*** Opening Provided material ***

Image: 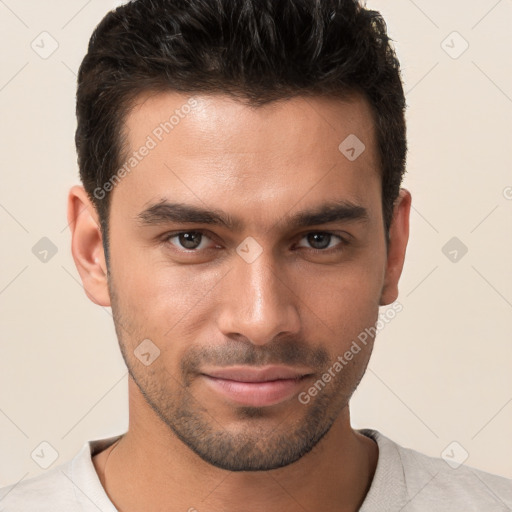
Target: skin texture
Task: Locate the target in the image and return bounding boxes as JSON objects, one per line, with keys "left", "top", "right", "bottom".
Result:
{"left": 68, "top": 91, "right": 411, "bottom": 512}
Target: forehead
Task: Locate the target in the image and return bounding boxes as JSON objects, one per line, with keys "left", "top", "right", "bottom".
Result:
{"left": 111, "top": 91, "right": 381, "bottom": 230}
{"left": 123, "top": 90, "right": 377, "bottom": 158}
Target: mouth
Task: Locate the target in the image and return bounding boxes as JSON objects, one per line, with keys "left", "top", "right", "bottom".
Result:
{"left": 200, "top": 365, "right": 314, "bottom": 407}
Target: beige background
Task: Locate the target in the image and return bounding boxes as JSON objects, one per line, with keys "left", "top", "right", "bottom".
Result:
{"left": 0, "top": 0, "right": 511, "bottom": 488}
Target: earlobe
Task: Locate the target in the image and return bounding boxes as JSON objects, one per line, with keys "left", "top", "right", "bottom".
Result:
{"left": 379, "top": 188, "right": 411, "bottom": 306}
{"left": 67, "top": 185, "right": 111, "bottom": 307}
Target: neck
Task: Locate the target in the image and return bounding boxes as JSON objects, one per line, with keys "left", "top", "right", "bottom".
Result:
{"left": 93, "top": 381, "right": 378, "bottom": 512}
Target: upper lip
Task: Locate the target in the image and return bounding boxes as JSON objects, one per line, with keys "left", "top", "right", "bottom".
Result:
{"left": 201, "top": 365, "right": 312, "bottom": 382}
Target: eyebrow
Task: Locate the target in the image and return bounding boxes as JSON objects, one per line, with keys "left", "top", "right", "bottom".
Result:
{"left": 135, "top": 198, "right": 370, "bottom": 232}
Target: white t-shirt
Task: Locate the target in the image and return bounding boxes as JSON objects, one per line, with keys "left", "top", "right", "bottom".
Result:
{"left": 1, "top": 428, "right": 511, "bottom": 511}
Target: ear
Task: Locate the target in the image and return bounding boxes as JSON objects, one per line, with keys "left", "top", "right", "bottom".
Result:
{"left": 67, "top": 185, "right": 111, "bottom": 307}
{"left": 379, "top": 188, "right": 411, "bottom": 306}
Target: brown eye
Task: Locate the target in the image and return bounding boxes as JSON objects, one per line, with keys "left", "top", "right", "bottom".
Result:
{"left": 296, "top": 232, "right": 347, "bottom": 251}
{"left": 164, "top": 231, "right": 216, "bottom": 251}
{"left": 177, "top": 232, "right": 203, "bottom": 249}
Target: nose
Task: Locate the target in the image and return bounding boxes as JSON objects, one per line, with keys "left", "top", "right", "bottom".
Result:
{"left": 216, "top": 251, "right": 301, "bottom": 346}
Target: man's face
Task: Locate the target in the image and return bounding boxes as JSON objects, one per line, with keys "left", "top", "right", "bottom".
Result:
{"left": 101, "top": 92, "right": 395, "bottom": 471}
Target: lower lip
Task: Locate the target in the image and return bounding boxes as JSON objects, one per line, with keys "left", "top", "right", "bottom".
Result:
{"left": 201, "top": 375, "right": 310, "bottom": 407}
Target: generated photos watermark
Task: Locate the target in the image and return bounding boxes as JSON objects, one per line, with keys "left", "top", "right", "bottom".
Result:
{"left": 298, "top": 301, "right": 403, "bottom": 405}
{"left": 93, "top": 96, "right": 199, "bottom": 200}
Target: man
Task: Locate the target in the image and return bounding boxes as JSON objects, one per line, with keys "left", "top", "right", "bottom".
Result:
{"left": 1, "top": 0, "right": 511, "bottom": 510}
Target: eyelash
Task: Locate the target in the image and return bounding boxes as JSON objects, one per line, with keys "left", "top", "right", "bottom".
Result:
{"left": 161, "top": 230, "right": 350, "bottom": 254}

*** Closing Provided material ***

*Work instructions*:
Return every entry word for word, minus the pictures.

*Result below*:
Image: 
Target: skin texture
Task: Locate the target in the image and return bounding boxes as JSON objects, one per line, with keys "left", "top", "right", "bottom".
Result:
{"left": 68, "top": 91, "right": 411, "bottom": 512}
Target: forehead
Task: Locate the target in the image and return bounding boxes as JSON objects, one per line, with keys "left", "top", "right", "bottom".
Result:
{"left": 111, "top": 91, "right": 381, "bottom": 230}
{"left": 123, "top": 90, "right": 377, "bottom": 158}
Target: mouth
Task: Locate the target in the image and return bounding boxes as JSON objects, one per line, with keys "left", "top", "right", "bottom".
Result:
{"left": 200, "top": 365, "right": 314, "bottom": 407}
Target: beige background
Task: Locate the target in the image and return bounding boxes as JSON objects, one per line, with keys "left", "top", "right", "bottom".
Result:
{"left": 0, "top": 0, "right": 511, "bottom": 488}
Target: earlobe
Task: Locate the target in the image and return bounding boxes as JSON objects, one per line, with keys "left", "top", "right", "bottom".
Result:
{"left": 379, "top": 188, "right": 411, "bottom": 306}
{"left": 67, "top": 185, "right": 111, "bottom": 307}
Target: neck
Task: Locate the target in the image and return bounding boxes as JSON objects, one per line, with keys "left", "top", "right", "bottom".
Result:
{"left": 93, "top": 381, "right": 378, "bottom": 512}
Target: upper lip
Task: Locate the target in the image and return bounding boxes as JSON objects, one per line, with keys "left", "top", "right", "bottom".
Result:
{"left": 201, "top": 365, "right": 312, "bottom": 382}
Target: eyebrow
Task: Locate the target in the image and return bounding boxes as JSON objects, one per line, with keys "left", "top", "right", "bottom".
Result:
{"left": 135, "top": 198, "right": 370, "bottom": 232}
Target: white t-shirt
Task: Locate the target in the image and return bounding boxes as JSON objects, one per line, with keys "left", "top", "right", "bottom".
Result:
{"left": 1, "top": 428, "right": 511, "bottom": 511}
Target: ear
Task: Locate the target in the image and return bounding boxes as JSON objects, one per line, with keys "left", "top", "right", "bottom".
Result:
{"left": 67, "top": 185, "right": 111, "bottom": 307}
{"left": 379, "top": 188, "right": 411, "bottom": 306}
Target: brown eye
Task: Locate the target in the image and return bounding boxes as JSON objects, one per line, with keys "left", "top", "right", "bottom".
Result:
{"left": 296, "top": 232, "right": 347, "bottom": 251}
{"left": 164, "top": 231, "right": 216, "bottom": 251}
{"left": 177, "top": 232, "right": 203, "bottom": 249}
Target: nose
Task: Locate the target in the image and return bounding boxes as JSON objects, one per line, with keys "left", "top", "right", "bottom".
Result:
{"left": 216, "top": 251, "right": 301, "bottom": 346}
Target: man's face
Task: Locate the target in the image and return bounding boxes as JSON objects, one per line, with keys "left", "top", "right", "bottom".
Result:
{"left": 101, "top": 92, "right": 395, "bottom": 471}
Target: lower lip
Task: Locate the target in the image and return bounding boxes as JSON objects, one per line, with keys "left", "top", "right", "bottom".
Result:
{"left": 201, "top": 375, "right": 310, "bottom": 407}
Target: generated photos watermark
Task: Locate the target in the image and return bounding boxes as JSON objects, one per line, with keys "left", "top", "right", "bottom".
Result:
{"left": 298, "top": 301, "right": 403, "bottom": 405}
{"left": 93, "top": 96, "right": 199, "bottom": 200}
Target: man
Task: Locate the target in the image and return bounding boxes as JSON objects, one per line, with keys "left", "top", "right", "bottom".
Result:
{"left": 1, "top": 0, "right": 511, "bottom": 510}
Target: eyelash
Task: Locate the target in the image and return bounding boxes as JSON objects, one per line, with keys "left", "top", "right", "bottom".
Result:
{"left": 161, "top": 230, "right": 350, "bottom": 254}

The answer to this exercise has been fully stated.